* Required task 1
Reproduce the part of the article on Air Force expeditionary forces starting at "Eventually, though, ever-increasing" and ending at "on indefinite hold.".
* Required task 2
How would you render this sentence from the article on Air Force expeditionary forces in Spanish: "In late 2002, the network of AEFs helped to simplify the early stages of the buildup for war in Iraq."

Expeditionary Air Warriors

June 1, 2003

After the terrorist attacks of Sept. 11, 2001, the United States Air Force beefed up its system of 10 rotating Air and Space Expeditionary Forces (AEFs) to meet its new requirements.

In late 2002, the network of AEFs helped to simplify the early stages of the buildup for war in Iraq. The system provided an orderly path through which forces bound for Operation Iraqi Freedom could flow to the Persian Gulf region.

Eventually, though, ever-increasing demands swamped the rotational system, and regularly scheduled pairs of AEFs couldn’t maintain the pace. In the run-up to Iraqi Freedom, forces were deployed before the time dictated by the schedule. In addition, troops already in the region were told they would stay in Southwest Asia as long as necessary.

These actions put notional 90-day deployments of AEF pairs on indefinite hold.

* Dataset entries
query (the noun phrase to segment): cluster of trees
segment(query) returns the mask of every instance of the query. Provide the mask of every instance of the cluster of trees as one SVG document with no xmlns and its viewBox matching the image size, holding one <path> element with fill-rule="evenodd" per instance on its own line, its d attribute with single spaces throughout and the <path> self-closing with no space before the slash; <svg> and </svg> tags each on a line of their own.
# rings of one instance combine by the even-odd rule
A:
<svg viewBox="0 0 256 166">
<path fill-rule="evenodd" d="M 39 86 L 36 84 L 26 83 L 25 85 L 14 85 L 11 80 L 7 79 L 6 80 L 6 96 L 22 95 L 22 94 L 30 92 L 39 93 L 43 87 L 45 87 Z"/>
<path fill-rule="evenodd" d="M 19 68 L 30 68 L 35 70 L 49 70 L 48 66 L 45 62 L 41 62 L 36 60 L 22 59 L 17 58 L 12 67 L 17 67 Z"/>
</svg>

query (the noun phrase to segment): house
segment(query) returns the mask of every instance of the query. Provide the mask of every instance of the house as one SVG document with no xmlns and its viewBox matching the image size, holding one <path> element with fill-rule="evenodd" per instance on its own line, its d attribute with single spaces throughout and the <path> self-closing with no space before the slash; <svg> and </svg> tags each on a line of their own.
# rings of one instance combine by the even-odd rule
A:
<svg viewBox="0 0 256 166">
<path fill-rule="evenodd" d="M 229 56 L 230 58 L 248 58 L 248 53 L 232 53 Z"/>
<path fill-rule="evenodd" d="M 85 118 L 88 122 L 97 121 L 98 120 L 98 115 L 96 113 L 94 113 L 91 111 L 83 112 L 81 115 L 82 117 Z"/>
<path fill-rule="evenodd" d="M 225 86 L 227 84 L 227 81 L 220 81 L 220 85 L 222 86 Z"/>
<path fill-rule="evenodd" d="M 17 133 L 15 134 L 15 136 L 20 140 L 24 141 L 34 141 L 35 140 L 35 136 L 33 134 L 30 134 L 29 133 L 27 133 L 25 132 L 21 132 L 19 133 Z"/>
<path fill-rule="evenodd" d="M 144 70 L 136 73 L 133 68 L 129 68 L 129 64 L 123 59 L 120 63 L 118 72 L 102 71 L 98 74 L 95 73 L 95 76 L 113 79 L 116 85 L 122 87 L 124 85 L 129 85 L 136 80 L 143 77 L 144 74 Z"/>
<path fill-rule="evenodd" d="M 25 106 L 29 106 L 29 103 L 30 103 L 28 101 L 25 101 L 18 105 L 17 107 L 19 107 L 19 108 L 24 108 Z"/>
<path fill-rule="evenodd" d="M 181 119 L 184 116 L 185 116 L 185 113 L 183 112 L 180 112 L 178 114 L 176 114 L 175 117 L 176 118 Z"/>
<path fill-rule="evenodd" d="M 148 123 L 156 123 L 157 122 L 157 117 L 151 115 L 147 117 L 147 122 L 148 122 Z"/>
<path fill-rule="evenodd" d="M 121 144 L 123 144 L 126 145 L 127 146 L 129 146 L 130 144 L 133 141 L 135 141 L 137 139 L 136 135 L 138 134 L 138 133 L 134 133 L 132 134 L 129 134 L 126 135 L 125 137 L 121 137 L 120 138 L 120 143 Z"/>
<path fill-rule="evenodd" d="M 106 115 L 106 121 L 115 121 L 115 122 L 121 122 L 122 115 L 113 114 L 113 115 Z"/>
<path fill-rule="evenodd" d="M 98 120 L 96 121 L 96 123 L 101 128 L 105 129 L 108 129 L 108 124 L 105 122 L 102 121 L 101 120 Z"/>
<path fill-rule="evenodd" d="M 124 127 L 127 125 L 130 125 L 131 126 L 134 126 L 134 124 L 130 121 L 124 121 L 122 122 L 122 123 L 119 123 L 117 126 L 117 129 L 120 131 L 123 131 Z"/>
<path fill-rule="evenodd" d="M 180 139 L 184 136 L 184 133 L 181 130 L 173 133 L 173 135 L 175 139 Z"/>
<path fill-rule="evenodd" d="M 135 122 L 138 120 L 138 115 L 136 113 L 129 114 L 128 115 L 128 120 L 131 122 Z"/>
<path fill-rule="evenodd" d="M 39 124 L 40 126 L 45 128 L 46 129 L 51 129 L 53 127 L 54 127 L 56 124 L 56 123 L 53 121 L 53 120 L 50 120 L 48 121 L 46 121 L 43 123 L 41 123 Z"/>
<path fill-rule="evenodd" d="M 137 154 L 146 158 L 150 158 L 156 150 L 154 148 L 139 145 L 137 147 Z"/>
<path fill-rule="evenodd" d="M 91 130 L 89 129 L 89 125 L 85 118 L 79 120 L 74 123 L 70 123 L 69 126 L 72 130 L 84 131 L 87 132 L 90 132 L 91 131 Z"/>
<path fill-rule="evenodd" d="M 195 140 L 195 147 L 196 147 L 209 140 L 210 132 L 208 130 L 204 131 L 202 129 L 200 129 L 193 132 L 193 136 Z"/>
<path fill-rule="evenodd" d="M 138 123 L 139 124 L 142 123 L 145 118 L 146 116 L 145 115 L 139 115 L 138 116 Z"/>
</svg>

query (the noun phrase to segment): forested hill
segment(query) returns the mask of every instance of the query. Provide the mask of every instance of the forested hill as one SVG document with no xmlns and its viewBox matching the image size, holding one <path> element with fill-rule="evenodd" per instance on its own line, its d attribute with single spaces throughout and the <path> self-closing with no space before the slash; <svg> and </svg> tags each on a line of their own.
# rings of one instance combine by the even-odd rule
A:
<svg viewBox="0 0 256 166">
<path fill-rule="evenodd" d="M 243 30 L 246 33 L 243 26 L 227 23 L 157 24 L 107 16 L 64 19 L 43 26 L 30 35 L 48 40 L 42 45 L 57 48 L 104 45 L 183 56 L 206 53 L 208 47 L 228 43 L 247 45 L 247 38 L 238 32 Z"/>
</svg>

* Worked solution 1
Eventually, though, ever-increasing demands swamped the rotational system, and regularly scheduled pairs of AEFs couldn’t maintain the pace. In the run-up to Iraqi Freedom, forces were deployed before the time dictated by the schedule. In addition, troops already in the region were told they would stay in Southwest Asia as long as necessary.

These actions put notional 90-day deployments of AEF pairs on indefinite hold.

* Worked solution 2
A finales de 2002, la red de AEF ayudó a simplificar las primeras etapas de la preparación para la guerra en Irak.